RECORDS FOR THE EXERCISE =

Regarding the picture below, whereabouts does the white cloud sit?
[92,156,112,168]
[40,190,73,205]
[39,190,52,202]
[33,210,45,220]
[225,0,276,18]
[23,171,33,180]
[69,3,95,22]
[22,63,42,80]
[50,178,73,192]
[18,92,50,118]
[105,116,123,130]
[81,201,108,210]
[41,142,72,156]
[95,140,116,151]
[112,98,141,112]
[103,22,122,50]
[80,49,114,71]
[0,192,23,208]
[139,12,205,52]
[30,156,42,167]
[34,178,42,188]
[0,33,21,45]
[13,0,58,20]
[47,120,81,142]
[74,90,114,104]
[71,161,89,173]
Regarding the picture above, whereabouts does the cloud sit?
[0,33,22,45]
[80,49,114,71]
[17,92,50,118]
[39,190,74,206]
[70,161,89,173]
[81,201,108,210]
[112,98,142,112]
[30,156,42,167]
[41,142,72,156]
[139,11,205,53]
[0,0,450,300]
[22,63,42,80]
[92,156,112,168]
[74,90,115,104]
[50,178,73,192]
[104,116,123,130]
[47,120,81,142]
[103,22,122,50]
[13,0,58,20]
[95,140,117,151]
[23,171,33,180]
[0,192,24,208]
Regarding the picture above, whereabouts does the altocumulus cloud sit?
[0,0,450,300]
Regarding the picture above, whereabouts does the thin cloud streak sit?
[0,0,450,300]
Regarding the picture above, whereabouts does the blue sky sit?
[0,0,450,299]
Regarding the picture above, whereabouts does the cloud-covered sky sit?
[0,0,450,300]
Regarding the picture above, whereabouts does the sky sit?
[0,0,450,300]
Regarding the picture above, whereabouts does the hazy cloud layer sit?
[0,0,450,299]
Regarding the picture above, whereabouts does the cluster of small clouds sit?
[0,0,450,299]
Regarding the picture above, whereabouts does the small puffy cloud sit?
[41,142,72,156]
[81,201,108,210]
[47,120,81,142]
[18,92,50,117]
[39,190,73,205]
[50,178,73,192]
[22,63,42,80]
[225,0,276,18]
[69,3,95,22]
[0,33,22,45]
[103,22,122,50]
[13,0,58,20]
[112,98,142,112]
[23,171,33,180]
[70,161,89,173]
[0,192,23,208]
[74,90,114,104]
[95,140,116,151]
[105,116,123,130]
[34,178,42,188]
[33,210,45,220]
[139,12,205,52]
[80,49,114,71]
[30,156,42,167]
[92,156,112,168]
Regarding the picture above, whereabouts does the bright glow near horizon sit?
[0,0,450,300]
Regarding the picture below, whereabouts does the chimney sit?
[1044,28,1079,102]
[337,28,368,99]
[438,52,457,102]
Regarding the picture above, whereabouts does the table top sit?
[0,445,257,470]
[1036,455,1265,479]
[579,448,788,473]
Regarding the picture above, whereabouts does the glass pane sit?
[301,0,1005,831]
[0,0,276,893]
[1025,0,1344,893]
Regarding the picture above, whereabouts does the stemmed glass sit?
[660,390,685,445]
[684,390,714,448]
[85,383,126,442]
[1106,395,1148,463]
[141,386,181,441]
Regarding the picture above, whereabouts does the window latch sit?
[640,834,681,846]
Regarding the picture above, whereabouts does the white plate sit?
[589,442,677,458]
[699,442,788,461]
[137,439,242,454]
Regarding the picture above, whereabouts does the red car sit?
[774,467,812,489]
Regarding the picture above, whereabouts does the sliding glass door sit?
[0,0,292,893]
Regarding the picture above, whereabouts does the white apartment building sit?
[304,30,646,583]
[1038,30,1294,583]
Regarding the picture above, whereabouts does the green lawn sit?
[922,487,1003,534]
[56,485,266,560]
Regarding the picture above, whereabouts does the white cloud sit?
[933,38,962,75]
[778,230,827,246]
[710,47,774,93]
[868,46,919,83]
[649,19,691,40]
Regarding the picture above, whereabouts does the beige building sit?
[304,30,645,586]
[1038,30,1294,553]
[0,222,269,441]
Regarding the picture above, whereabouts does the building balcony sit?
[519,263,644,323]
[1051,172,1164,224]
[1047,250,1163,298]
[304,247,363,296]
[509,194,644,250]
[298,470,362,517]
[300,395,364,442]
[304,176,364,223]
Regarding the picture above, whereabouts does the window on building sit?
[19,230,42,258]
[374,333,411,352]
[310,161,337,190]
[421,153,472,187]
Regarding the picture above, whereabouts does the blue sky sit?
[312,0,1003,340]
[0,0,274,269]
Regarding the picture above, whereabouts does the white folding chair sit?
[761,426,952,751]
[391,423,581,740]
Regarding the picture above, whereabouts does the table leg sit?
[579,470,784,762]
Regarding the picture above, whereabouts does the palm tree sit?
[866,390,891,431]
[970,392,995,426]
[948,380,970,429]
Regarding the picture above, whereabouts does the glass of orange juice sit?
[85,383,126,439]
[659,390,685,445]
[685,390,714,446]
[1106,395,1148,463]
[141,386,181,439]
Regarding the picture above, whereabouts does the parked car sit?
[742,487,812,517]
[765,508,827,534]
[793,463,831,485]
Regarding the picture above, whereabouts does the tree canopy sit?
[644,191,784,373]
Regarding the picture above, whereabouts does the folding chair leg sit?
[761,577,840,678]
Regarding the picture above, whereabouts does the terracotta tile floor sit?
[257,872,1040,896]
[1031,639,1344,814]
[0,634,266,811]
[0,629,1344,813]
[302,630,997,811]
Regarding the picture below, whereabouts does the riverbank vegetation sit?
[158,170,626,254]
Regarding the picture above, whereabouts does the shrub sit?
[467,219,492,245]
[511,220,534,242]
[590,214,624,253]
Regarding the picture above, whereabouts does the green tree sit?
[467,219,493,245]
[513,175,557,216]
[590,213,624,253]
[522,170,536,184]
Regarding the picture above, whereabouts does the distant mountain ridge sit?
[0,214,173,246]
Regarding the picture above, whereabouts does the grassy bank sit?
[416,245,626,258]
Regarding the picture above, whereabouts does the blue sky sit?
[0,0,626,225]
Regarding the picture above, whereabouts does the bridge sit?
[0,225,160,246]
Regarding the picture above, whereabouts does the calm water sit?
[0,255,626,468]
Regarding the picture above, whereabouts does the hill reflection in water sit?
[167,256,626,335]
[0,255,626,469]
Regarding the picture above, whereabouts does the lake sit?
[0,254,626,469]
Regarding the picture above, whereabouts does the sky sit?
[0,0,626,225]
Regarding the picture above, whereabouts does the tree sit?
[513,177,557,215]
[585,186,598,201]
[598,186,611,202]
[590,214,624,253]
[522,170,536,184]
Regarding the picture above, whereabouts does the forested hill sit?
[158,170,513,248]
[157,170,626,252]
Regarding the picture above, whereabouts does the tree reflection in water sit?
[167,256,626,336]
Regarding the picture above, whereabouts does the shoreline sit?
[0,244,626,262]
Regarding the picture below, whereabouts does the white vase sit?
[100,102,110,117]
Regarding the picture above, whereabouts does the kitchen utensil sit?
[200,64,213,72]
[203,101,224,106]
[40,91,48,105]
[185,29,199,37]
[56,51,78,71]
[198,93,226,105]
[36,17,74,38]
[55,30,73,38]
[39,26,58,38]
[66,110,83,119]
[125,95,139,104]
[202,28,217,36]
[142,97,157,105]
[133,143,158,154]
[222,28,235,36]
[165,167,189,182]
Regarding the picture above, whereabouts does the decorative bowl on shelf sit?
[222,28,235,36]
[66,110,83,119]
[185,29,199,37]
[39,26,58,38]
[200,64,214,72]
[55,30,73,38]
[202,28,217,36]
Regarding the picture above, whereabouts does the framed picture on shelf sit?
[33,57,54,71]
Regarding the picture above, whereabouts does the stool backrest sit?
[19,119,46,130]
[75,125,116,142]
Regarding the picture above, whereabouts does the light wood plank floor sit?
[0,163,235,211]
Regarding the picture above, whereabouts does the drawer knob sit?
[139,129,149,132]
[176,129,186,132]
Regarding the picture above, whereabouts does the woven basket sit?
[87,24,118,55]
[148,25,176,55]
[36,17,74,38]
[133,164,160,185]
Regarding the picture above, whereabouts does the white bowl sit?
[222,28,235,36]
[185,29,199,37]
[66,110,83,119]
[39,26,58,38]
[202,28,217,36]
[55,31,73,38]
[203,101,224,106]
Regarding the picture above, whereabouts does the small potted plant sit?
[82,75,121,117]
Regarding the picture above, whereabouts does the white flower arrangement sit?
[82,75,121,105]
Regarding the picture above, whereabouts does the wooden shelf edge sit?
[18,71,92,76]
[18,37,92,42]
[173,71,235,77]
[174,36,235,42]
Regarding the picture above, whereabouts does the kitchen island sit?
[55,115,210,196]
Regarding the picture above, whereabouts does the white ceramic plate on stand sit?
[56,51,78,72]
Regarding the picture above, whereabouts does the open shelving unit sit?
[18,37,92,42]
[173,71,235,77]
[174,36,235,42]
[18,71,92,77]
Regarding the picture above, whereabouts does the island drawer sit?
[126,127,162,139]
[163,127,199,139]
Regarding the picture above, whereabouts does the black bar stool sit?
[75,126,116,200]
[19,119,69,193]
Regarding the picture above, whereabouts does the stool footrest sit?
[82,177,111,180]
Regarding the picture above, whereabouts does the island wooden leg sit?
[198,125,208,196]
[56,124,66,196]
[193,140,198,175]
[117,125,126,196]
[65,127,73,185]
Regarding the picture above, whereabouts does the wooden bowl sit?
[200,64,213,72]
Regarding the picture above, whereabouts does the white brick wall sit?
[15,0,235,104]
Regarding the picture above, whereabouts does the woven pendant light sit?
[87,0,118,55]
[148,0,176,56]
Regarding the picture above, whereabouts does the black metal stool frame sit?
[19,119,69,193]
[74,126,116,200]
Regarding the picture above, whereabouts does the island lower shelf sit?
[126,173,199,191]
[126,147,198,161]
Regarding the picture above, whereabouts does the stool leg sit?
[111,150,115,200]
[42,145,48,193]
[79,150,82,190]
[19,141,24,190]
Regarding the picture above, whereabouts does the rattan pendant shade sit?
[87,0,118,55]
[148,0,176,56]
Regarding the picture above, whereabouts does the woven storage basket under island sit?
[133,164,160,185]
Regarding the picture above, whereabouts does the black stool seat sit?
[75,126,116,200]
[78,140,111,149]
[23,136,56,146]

EXERCISE BRIEF = Which lines of the data above contain the word "window"? Copy each of those lines in full.

ANSWER =
Regarding the picture above, whereabouts does the window latch sit?
Regarding the picture above, whereabouts does the window on building sit?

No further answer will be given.